• Your objective:
Reproduce the following records line for line, without any alteration.
Provided entries start
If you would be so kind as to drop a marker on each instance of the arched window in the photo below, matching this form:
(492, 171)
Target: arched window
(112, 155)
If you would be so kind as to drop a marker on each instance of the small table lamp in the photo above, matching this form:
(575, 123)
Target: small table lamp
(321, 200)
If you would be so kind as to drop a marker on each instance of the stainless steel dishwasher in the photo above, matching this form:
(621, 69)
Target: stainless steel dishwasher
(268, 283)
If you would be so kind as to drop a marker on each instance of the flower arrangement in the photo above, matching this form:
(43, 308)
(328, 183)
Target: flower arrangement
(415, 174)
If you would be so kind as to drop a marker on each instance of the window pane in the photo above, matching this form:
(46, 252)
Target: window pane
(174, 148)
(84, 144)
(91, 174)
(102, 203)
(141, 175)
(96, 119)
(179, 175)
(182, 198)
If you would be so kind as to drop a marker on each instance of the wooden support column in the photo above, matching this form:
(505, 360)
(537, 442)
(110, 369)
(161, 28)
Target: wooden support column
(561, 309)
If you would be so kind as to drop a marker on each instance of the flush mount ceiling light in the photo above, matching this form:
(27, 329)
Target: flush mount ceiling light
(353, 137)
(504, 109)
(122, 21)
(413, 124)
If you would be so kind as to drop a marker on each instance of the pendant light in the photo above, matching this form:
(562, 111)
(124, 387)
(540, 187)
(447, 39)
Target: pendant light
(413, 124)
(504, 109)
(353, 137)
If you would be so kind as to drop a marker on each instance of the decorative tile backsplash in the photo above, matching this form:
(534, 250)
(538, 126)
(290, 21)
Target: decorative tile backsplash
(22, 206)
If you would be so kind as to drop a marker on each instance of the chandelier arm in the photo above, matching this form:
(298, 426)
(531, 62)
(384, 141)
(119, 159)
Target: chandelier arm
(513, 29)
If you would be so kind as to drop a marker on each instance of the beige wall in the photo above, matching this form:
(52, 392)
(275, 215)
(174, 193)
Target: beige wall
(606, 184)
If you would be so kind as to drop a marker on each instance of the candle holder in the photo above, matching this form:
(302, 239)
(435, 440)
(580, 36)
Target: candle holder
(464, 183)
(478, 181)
Provided entries end
• Reply:
If you would be so kind as to drop a marker on each instance of the arched window in the photo below, matching this form:
(492, 171)
Target: arched window
(112, 155)
If you would be so kind as to drop a marker on each instance of the small table lamp in the photo above, matching this form:
(575, 123)
Target: small table lamp
(321, 200)
If you would be so kind as to drop a marker on each instance of the stainless steel dishwasher in the photo above, matching this form:
(621, 69)
Target: stainless steel dishwasher
(268, 283)
If you would be so kind as to drop a marker on each instance of the flower arrangement in the photo above, matching this form:
(43, 308)
(328, 183)
Target: flower arrangement
(415, 174)
If you would be so kind as to drop a marker on each instance of the window pane in the photo above, matching this form:
(46, 252)
Target: window pane
(174, 148)
(84, 144)
(91, 174)
(102, 203)
(141, 175)
(96, 119)
(179, 175)
(182, 198)
If you would be so kind as to drop a marker on each instance of the wooden support column in the photo above, matching this form:
(505, 360)
(537, 442)
(110, 369)
(161, 28)
Target: wooden support column
(561, 309)
If you would be so kind as to drop a marker on each instance of the flush mount ceiling light in the photo above, matching this form:
(27, 329)
Target: flush mount ceiling light
(353, 137)
(504, 109)
(122, 21)
(413, 124)
If you would be so kind as to drop a marker on each instance of the pendant light in the photo above, matching this form:
(562, 111)
(124, 387)
(540, 187)
(447, 39)
Target: pendant light
(413, 124)
(504, 109)
(353, 137)
If you would be so kind as to drop a marker on each instance of the decorative tile backsplash in the photo above, matching this form:
(534, 250)
(538, 126)
(290, 21)
Target: decorative tile backsplash
(22, 206)
If you would be so kind as to drop a marker on each instance of the chandelier arm in the photo above, matching this form:
(298, 426)
(531, 62)
(384, 141)
(119, 159)
Target: chandelier arm
(513, 29)
If you would be so kind as to drop a marker on each instance of the beige wall in the photo above, matching this form:
(52, 392)
(275, 215)
(174, 193)
Target: beige wall
(606, 184)
If you would be so kind as to drop a marker on each instance of the candle holder in the photo above, matching this form:
(302, 239)
(435, 440)
(580, 36)
Target: candle holder
(464, 183)
(478, 181)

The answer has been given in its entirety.